--- Extrait fourni ---
Tunisie: Kaïs Saïed, un président «atypique»

  • «J’ai le sentiment parfois que je viens d’une autre planète.» C’est Kaïs Saïed qui parle et il ne croit pas si bien dire
  • Kaïs Saïed s’est distingué durant la première année de son mandat par un comportement en décalage total avec celui d’un président «normal»

TUNIS: Son comportement atypique a valu au locataire du palais de Carthage d’être traité par certains de «malade mental». Accusation que réfute un psychiatre de ses amis. Cependant, le vainqueur de la présidentielle de 2019 ne fait rien comme ses prédécesseurs. 

«J’ai le sentiment parfois que je viens d’une autre planète.» C’est Kaïs Saïed qui parle et il ne croit pas si bien dire. Bon nombre de ses concitoyens sont désormais convaincus que leur président est «atypique». Il ne fait rien comme ses prédécesseurs. Au bout de sa première année de présidence, il est assuré d’occuper une place à part dans la galerie des locataires du palais de Carthage. 

Le contraste est particulièrement saisissant avec son prédécesseur, feu Béji Caïd Essebsi, que les Tunisiens aimaient à désigner d’un affectueux «BCE». Dans le cœur de métier d’un président, il y a d’abord la politique. 

Outre qu’ils appartiennent à deux sphères idéologiques aux antipodes l’une de l’autre, Essebsi se présentait comme le disciple et digne héritier du premier président de la république tunisienne, Habib Bourguiba, qui modernisa et bâtit la Tunisie.

Même s’il ne le clame pas sur les toits, l’actuel président est un disciple de Mouammar Kadhafi dont il veut calquer le modèle de Jamahiriya («État des masses») où le peuple pratique la démocratie directe. 

Béji Caïd Essebsi était un virtuose de la politique, même s’il lui est arrivé de commettre des erreurs. Kaïs Saïed est un novice et cela s’est clairement  vu durant la première année de son mandat. Les deux hommes ont toutefois commis la même gaffe, celle de réussir le tour de force de jeter dans les bras de leur pire adversaire, le mouvement islamiste Ennahdha, les deux chefs de gouvernement à qui ils ont mis le pied à l’étrier: Youssef Chahed (2016-2019) et Hichem Mechichi, en poste depuis septembre 2020.
--- Données enregistrées ---
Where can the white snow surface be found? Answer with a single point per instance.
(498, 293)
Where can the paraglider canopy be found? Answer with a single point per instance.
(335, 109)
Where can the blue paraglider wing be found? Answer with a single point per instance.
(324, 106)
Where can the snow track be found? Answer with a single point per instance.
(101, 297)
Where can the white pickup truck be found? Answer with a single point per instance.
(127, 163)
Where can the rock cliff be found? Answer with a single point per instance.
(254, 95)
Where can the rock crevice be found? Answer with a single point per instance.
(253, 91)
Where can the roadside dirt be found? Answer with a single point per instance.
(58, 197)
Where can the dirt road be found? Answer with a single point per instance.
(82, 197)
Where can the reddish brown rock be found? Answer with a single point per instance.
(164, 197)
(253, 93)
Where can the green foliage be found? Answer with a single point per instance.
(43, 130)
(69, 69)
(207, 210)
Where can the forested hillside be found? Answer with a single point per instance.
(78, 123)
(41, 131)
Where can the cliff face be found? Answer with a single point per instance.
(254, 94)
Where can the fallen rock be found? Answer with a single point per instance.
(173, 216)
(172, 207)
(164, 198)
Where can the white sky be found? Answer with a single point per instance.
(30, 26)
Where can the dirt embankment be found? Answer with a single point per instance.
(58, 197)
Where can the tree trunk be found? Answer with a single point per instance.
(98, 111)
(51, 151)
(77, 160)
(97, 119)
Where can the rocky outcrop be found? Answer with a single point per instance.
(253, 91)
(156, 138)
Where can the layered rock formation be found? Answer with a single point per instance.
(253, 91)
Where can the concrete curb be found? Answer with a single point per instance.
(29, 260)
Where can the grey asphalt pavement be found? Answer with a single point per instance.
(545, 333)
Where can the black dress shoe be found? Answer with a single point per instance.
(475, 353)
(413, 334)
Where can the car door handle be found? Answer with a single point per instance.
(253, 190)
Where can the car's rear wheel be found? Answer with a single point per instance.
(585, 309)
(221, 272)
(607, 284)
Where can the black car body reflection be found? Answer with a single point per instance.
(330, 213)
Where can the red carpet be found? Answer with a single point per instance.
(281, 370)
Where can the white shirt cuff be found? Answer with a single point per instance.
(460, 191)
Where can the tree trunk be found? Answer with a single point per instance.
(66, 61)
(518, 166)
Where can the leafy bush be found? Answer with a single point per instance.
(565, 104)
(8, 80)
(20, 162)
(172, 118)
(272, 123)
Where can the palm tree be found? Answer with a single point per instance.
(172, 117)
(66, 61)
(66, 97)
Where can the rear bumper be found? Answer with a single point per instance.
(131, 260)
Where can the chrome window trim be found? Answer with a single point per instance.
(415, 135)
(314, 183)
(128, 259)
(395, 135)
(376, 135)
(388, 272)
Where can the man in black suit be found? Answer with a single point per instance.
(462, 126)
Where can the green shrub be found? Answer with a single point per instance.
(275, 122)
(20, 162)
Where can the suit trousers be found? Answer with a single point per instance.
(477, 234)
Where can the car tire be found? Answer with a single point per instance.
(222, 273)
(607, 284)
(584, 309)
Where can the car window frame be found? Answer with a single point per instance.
---
◆ Objectif de l'exercice
Recopiez sans rien changer le passage de l'article sur Kaïs Saïed qui débute aux mots «TUNIS: Son comportement» et s'arrête après «d’abord la politique.».

◆ Réponse attendue
TUNIS: Son comportement atypique a valu au locataire du palais de Carthage d’être traité par certains de «malade mental». Accusation que réfute un psychiatre de ses amis. Cependant, le vainqueur de la présidentielle de 2019 ne fait rien comme ses prédécesseurs. 

«J’ai le sentiment parfois que je viens d’une autre planète.» C’est Kaïs Saïed qui parle et il ne croit pas si bien dire. Bon nombre de ses concitoyens sont désormais convaincus que leur président est «atypique». Il ne fait rien comme ses prédécesseurs. Au bout de sa première année de présidence, il est assuré d’occuper une place à part dans la galerie des locataires du palais de Carthage. 

Le contraste est particulièrement saisissant avec son prédécesseur, feu Béji Caïd Essebsi, que les Tunisiens aimaient à désigner d’un affectueux «BCE». Dans le cœur de métier d’un président, il y a d’abord la politique.